[Exercise task]: In the text on stereogram generation below, list every variable that the declaration block declares with the type double.

#### Text excerpt

What we do, then, is to first generate some base image either by plotting dots of random color throughout the image or by asking the user for some sort of image file to tile to make the background. (See
my program!) What we will do to make the 3D pairs is to go from left to right across the depth field and set each right pixel to what color is already at the left pixel. Thus, the program would never overwrite what was already in a left position, and have very little overwrite at all. The overwrite the stereogram would have would happen when depth changes suddenly and the only one I could actually see it in real life (look at the white depthcell in the diagram). This we will consider in the Ghost Images section.

Getting Ready to Generate a Scan Line of the Stereogram: In addition to the variables you see in the diagrams, which are all of type double (64 bit IEEE floating point, i.e. real numbers), except for cxImage (an integer), we will also use:

   double orig_cxBack     //The pure virtual width of the back plane, before it is modified for
                          // the extra depthcell padding
   double cxBack;         //(width of a depthcell)*(the number of depthcells we need)
   int orig_dA_Width;     //Width of the original depth array, without the padding
   int dA_Width;		  //Width of depth array, including the cell padding
   int dA_Height;		  //Height of depth array
   int depthArray[orig_dA_Width][dA_Height];
                          //The original depthArray - an array that is loaded, usually
                          //from a greyscale image
   int scanlineDepths[];
                          //This will be used for the scanline processing
                          //it will have dA_Width elements.
   int imageArray[][];    //The array for the image - in [Y][X] form
                          //It will be cyImage by cxImage in the end  

   double depthcellWidth; //The width of one depthcell in virtual coordinates (diagram coords)
   int addedDepthcells;   //The number of padding depthcells we should add, total
   int cyImage;           //The height of the actual Stereogram we will generate   
To generate our depth array from our image, the first thing we need to do is to set up our variables:
   cxFront = cxBwtEyes 
             + (cxImage-cxBwtEyes)*(czEyesScr+czScrF)/czEyesScr;
   orig_cxBack  = cxBwtEyes
             + (cxImage-cxBwtEyes)*(czEyesScr+czScrF+czField)/czEyesScr;
   depthcellWidth = cxFront/orig_dA_Width;

   addedDepthcells
      = Math.ceil(orig_cxBack/depthcellWidth) - orig_dA_Width;

   //We want  the number of added Depthcells to be even
   if(addedDepthcells%2!=0)

########
#### Extracted material

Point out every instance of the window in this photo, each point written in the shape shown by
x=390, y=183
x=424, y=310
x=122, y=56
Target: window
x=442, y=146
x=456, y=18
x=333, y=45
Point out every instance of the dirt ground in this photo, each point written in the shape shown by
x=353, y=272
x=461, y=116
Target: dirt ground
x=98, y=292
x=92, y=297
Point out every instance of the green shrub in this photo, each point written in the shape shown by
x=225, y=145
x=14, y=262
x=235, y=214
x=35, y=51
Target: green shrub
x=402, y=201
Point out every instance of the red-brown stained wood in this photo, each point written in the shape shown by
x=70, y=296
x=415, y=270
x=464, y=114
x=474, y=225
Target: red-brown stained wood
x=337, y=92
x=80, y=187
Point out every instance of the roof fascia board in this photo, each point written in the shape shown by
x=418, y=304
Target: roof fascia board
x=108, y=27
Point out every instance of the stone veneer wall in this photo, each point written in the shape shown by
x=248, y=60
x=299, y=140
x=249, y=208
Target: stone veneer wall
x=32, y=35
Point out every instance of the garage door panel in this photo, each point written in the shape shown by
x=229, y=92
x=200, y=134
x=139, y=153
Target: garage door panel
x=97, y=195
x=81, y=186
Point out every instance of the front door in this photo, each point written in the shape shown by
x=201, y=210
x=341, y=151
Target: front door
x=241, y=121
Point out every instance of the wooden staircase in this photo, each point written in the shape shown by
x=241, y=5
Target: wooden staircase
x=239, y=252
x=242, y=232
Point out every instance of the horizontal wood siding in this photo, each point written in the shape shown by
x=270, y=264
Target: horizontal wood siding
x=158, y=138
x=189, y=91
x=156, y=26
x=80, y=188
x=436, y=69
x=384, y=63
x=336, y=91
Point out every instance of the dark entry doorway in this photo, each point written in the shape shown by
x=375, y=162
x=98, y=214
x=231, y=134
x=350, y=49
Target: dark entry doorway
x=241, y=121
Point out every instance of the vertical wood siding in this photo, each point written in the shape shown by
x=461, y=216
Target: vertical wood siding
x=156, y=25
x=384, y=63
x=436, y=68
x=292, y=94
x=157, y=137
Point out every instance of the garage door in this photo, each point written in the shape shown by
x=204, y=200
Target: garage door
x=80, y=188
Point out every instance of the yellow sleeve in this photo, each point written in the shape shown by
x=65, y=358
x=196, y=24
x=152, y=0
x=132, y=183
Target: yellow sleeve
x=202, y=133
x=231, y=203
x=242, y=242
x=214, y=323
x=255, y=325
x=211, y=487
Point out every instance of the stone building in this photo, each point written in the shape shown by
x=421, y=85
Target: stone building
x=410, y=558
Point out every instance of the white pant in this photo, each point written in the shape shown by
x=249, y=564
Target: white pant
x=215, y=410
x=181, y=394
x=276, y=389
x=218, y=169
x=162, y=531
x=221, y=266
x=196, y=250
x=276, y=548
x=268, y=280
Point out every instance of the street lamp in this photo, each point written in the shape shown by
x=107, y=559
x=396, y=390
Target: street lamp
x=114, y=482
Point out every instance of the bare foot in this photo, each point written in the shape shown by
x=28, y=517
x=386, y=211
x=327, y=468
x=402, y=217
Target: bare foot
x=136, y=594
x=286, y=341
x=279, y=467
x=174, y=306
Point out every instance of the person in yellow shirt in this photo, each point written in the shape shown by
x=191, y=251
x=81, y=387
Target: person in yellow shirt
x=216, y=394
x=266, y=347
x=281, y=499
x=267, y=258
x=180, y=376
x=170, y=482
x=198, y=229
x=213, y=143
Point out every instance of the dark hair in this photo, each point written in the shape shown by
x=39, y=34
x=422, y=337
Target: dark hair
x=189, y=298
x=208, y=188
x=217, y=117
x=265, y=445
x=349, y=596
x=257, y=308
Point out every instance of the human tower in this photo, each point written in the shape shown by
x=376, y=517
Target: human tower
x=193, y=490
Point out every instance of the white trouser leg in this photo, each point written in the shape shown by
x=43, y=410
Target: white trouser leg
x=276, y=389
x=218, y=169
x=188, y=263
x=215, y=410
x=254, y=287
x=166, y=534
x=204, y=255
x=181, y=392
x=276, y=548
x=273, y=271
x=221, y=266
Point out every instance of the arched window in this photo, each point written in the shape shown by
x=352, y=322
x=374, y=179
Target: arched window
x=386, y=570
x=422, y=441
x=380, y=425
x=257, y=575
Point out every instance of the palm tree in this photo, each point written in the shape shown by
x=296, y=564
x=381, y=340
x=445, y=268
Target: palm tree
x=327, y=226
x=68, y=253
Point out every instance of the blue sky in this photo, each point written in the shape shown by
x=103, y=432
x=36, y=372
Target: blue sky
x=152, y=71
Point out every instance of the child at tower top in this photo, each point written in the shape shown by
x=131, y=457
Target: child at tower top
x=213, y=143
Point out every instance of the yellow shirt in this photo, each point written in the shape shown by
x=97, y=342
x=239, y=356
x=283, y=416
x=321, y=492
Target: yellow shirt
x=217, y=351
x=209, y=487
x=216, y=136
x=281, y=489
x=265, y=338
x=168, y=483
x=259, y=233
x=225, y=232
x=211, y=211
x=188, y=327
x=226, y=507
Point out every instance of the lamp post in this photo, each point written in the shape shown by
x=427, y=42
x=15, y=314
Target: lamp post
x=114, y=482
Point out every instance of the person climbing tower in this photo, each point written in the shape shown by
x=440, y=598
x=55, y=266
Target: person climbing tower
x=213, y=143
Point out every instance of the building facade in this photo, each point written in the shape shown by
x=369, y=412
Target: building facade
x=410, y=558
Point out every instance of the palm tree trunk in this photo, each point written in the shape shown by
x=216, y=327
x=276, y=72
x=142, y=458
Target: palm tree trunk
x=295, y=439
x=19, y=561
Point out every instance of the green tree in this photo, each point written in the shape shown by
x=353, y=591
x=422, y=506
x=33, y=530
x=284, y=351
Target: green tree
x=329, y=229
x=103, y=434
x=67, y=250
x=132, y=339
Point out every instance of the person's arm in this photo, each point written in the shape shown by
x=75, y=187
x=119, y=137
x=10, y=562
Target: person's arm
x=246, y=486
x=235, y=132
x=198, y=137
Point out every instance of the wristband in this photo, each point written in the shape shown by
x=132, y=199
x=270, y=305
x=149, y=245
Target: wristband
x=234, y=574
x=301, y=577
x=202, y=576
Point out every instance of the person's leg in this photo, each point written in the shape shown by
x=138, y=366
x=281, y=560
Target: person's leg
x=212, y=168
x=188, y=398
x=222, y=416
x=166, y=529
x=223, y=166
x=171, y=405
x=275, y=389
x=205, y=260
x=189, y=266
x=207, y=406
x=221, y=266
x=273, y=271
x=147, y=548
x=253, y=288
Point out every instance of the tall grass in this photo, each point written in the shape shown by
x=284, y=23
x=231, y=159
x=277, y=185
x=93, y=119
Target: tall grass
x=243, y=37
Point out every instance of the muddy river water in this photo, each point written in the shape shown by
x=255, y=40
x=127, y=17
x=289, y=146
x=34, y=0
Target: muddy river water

########

[Full solution]: orig_cxBack, cxBack, depthcellWidth